- _Work task_:
What you return must match the data exactly, line for line.

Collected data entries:
[Start of section]

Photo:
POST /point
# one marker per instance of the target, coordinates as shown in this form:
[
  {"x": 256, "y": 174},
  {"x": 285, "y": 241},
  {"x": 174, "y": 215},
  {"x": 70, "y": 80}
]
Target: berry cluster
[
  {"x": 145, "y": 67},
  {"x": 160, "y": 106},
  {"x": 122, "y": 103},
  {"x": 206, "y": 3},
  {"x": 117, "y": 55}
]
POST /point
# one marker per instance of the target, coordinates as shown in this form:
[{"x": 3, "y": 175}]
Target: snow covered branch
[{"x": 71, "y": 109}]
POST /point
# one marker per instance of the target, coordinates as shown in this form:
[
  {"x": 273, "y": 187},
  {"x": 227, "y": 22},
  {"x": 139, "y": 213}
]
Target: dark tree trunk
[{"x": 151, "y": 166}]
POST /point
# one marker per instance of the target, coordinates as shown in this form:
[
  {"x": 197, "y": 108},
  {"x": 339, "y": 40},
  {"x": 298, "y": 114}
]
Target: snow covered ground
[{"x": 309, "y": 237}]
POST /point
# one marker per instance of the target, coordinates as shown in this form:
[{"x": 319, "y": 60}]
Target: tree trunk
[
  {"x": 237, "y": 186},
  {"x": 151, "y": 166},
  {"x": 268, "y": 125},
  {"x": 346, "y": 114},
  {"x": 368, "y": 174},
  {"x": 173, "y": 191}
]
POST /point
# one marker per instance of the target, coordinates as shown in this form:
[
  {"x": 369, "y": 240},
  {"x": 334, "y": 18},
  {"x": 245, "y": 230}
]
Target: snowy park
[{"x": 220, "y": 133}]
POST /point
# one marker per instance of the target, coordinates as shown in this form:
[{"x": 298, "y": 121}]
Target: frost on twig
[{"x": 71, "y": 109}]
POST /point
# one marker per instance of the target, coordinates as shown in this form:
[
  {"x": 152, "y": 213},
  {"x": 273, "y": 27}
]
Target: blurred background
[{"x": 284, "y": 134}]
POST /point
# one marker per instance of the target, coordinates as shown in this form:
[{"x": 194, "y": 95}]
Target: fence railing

[End of section]

- _Finished exercise_:
Photo:
POST /point
# one marker per instance of the target, coordinates as shown in this form:
[
  {"x": 256, "y": 174},
  {"x": 285, "y": 241},
  {"x": 174, "y": 215},
  {"x": 70, "y": 80}
]
Target: berry cluster
[
  {"x": 145, "y": 67},
  {"x": 160, "y": 106},
  {"x": 122, "y": 103},
  {"x": 206, "y": 3},
  {"x": 117, "y": 55}
]
POST /point
# one marker per instance of the target, coordinates as shown in this form:
[{"x": 3, "y": 175}]
Target: snow covered branch
[{"x": 71, "y": 109}]
POST /point
# one marker per instance of the target, coordinates as shown in this form:
[
  {"x": 273, "y": 187},
  {"x": 227, "y": 22},
  {"x": 139, "y": 213}
]
Target: dark tree trunk
[{"x": 151, "y": 166}]
POST /point
# one marker per instance of the target, coordinates as shown in this form:
[
  {"x": 197, "y": 108},
  {"x": 339, "y": 40},
  {"x": 298, "y": 114}
]
Target: snow covered ground
[{"x": 309, "y": 237}]
POST /point
# one marker per instance of the target, coordinates as shown in this form:
[{"x": 319, "y": 60}]
Target: tree trunk
[
  {"x": 237, "y": 186},
  {"x": 151, "y": 166},
  {"x": 268, "y": 125},
  {"x": 346, "y": 114},
  {"x": 368, "y": 174},
  {"x": 173, "y": 191}
]
POST /point
# one marker per instance of the target, coordinates as shown in this form:
[
  {"x": 369, "y": 240},
  {"x": 334, "y": 18},
  {"x": 245, "y": 230}
]
Target: snowy park
[{"x": 220, "y": 133}]
POST /point
# one marker per instance of the target, coordinates as shown in this form:
[{"x": 298, "y": 121}]
Target: frost on twig
[{"x": 71, "y": 109}]
POST /point
# one marker per instance of the target, coordinates as shown in this form:
[
  {"x": 152, "y": 213},
  {"x": 273, "y": 27}
]
Target: blurred background
[{"x": 284, "y": 134}]
POST /point
# one marker per instance of the target, coordinates as shown in this form:
[{"x": 194, "y": 95}]
Target: fence railing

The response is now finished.